* What this task involves
Can you quote exactly the stretch of lines from the one with "of the gray" through the final line of the material, both ends included?

-- Records for this task start --

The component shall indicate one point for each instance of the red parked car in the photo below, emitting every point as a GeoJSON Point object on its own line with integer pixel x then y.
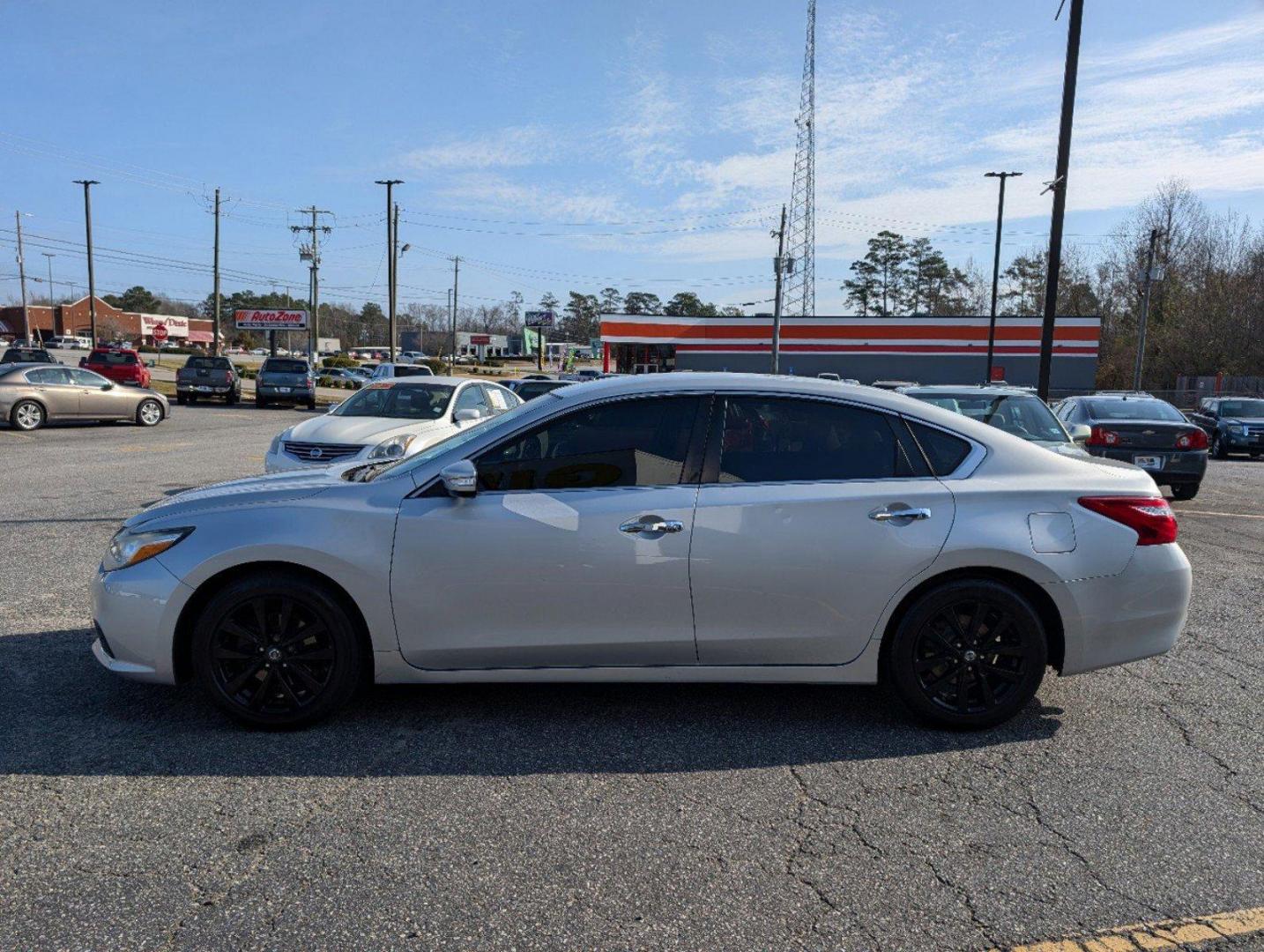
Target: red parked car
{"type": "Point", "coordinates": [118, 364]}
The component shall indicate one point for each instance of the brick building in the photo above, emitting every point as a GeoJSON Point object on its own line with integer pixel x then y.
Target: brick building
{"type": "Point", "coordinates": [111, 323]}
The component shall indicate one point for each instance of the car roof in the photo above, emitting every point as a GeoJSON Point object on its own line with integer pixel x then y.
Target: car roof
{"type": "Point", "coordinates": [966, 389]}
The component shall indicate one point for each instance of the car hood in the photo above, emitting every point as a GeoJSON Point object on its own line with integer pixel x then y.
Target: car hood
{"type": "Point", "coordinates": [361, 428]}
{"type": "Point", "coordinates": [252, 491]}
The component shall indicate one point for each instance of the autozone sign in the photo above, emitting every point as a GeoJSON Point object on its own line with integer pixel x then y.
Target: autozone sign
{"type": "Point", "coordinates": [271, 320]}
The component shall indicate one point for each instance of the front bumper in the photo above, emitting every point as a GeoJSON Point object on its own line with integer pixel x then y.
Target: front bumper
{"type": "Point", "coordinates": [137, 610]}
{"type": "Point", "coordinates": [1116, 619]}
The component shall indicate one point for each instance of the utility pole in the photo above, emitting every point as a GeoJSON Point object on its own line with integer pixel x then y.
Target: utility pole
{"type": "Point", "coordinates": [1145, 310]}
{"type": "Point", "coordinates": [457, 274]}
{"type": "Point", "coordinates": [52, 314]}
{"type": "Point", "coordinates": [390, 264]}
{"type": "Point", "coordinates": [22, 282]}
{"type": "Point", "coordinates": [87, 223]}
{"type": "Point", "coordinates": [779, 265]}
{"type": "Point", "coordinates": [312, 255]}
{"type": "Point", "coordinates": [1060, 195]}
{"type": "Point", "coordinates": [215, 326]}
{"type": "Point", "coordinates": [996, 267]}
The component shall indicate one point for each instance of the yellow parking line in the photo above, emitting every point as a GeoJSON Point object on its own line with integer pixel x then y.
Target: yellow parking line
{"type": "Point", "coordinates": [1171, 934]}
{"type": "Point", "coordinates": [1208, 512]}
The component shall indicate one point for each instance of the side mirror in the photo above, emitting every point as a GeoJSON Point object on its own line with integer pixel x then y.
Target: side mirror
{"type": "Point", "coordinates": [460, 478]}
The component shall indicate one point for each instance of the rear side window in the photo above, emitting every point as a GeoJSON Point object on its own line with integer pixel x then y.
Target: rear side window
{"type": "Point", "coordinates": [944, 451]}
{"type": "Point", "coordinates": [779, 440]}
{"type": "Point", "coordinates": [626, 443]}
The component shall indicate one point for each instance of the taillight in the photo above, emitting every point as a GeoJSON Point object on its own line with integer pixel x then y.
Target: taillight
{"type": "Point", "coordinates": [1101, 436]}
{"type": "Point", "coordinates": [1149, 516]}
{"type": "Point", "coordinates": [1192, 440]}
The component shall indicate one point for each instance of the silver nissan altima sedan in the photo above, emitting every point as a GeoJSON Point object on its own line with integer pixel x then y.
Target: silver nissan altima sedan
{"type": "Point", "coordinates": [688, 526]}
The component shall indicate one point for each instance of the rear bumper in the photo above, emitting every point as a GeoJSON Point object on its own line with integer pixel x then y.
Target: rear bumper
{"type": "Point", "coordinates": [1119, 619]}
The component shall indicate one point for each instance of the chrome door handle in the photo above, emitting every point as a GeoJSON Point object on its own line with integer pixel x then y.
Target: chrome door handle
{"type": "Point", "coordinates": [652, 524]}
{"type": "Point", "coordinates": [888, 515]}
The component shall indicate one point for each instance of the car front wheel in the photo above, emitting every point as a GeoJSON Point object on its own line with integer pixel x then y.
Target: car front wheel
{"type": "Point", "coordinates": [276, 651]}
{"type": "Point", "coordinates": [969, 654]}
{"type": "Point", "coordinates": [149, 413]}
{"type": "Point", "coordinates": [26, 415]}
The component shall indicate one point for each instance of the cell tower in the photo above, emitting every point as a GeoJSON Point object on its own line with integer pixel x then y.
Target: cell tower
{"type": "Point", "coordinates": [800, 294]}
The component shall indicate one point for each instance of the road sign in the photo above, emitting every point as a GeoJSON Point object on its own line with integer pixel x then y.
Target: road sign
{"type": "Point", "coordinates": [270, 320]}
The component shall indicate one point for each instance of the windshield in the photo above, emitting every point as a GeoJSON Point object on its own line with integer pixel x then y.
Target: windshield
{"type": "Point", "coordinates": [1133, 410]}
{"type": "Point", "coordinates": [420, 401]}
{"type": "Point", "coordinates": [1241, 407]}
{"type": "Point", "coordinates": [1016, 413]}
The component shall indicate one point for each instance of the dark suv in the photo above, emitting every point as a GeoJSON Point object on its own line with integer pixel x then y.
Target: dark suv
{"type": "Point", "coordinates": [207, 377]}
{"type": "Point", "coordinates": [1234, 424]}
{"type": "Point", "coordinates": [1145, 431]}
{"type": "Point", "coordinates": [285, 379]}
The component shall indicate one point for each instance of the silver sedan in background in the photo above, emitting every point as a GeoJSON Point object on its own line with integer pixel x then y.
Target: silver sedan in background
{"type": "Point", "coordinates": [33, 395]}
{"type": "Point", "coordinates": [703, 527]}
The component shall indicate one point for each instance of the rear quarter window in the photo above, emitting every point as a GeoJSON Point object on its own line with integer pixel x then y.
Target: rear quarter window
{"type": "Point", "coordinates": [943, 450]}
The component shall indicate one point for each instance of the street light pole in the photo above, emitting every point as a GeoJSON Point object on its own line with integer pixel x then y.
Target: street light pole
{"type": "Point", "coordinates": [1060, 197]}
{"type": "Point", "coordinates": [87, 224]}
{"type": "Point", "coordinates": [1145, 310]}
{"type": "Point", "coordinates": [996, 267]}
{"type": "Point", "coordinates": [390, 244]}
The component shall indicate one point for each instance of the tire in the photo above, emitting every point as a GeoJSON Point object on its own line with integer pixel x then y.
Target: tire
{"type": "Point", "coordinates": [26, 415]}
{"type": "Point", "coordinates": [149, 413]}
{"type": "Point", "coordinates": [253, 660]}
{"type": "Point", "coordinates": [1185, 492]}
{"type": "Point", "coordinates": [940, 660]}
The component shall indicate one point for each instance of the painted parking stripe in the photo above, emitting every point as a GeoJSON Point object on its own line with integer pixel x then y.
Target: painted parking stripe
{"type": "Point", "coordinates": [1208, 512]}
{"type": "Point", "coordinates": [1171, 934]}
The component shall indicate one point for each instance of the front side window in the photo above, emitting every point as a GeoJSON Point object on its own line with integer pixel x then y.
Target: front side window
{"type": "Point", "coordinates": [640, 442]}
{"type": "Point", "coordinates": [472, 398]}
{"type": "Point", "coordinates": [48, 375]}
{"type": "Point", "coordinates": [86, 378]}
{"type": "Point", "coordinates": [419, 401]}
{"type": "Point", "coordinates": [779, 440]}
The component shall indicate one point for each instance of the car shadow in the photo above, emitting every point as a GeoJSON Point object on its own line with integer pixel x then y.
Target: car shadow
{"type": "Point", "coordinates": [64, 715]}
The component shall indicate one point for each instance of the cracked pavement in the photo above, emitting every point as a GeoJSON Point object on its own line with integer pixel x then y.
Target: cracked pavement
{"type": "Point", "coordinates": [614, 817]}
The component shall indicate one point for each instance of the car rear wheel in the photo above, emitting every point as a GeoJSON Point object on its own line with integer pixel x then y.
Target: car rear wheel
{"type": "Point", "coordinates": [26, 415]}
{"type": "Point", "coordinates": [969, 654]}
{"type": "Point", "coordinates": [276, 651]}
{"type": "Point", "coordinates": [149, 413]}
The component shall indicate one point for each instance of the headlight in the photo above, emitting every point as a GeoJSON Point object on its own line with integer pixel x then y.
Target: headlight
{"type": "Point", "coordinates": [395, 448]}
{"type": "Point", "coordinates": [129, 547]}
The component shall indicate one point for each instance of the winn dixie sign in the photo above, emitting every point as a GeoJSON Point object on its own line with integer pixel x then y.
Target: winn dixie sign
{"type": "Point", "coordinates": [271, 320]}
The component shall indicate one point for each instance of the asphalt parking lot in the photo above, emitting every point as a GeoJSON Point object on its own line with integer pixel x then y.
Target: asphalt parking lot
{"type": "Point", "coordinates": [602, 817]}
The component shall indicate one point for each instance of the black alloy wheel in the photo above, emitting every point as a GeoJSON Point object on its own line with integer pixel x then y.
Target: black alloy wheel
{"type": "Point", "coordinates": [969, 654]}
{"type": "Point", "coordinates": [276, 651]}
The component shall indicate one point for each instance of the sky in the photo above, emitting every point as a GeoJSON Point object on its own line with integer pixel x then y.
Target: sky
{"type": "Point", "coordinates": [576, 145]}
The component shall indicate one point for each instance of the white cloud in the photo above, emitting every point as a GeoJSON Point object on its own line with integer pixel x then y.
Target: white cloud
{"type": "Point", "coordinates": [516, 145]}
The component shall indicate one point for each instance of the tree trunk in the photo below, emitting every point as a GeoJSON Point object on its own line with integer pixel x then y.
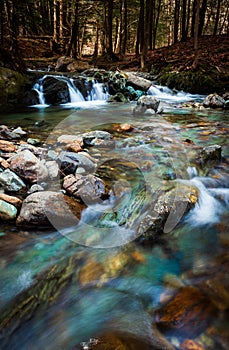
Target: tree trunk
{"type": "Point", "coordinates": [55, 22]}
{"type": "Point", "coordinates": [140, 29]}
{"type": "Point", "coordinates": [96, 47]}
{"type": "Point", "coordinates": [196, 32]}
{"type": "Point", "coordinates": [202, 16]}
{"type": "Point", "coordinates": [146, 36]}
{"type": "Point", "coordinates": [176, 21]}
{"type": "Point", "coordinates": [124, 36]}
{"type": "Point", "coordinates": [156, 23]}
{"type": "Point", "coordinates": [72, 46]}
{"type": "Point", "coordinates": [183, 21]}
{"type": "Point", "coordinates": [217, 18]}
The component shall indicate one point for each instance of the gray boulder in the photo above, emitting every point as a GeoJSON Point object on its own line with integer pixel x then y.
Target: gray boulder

-- Records for this task end --

* Response to the task
The component shall indicate one point for each instance of the gray boulder in the photo above, emitting every point as a GeoJSON Point object on its own line with integer pixel x then y.
Target: gray boulder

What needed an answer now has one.